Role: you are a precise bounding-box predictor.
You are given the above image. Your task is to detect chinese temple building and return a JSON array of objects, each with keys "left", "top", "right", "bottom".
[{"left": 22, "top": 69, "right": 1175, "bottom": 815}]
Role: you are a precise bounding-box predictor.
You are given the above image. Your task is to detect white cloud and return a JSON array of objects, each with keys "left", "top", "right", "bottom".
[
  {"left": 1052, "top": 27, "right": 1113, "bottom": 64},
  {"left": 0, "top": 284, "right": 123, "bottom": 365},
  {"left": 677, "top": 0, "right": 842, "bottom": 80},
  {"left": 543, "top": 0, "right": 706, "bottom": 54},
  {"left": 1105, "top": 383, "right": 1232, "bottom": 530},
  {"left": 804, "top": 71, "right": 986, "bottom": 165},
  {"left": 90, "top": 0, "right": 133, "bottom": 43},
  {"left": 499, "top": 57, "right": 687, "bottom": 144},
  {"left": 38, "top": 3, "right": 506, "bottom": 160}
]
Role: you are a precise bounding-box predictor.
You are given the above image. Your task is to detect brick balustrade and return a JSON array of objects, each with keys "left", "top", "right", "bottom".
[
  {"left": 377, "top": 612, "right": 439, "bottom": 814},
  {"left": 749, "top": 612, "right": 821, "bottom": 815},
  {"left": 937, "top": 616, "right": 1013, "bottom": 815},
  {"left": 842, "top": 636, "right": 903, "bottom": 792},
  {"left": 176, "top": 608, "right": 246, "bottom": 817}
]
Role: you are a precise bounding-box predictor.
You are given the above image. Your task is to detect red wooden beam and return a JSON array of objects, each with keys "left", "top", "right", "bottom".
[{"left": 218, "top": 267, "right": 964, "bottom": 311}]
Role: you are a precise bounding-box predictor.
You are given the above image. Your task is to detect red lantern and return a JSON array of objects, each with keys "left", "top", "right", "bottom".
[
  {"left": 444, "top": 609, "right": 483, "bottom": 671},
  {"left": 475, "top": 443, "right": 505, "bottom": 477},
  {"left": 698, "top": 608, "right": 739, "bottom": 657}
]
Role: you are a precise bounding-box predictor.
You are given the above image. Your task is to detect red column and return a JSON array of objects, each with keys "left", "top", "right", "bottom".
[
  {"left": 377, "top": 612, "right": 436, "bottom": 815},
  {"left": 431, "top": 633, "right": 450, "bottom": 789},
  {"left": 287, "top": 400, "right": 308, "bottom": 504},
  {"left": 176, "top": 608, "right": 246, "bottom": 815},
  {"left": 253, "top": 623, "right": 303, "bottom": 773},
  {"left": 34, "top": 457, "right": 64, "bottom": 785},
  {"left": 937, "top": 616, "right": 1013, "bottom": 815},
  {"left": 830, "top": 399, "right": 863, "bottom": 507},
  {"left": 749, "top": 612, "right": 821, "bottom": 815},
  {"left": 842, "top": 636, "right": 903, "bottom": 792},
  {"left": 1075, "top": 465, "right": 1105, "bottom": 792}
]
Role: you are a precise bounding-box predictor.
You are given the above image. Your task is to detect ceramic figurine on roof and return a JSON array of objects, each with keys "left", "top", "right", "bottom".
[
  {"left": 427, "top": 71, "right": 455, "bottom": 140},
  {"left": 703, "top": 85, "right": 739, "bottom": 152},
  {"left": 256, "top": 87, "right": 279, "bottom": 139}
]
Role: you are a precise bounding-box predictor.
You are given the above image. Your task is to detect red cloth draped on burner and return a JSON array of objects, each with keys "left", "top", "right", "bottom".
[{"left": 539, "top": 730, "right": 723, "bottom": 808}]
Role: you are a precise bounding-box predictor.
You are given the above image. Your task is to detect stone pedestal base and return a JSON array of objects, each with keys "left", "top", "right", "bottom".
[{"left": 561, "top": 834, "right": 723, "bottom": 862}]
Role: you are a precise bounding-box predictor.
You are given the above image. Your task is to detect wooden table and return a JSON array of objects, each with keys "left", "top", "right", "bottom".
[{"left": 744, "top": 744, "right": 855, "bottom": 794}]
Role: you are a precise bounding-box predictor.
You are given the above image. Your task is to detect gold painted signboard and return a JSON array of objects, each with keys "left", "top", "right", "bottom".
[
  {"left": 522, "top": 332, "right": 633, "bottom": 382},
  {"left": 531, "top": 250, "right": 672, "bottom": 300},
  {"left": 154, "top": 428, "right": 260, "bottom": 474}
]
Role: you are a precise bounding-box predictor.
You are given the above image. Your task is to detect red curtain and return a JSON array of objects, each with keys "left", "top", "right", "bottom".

┄┄┄┄┄┄┄┄┄┄┄┄┄┄┄┄┄┄┄┄

What is needed = Collect every line in the records above that contains the string "wooden", matching uppercase and lowercase letters exactly.

Task result =
You are given the above image. Your task is to detect red wooden beam and return a JSON array of objects, each with keys "left", "top", "right", "bottom".
You are given the above image. Your task is to detect wooden table and return a JSON array of objects, each with keys "left", "top", "right", "bottom".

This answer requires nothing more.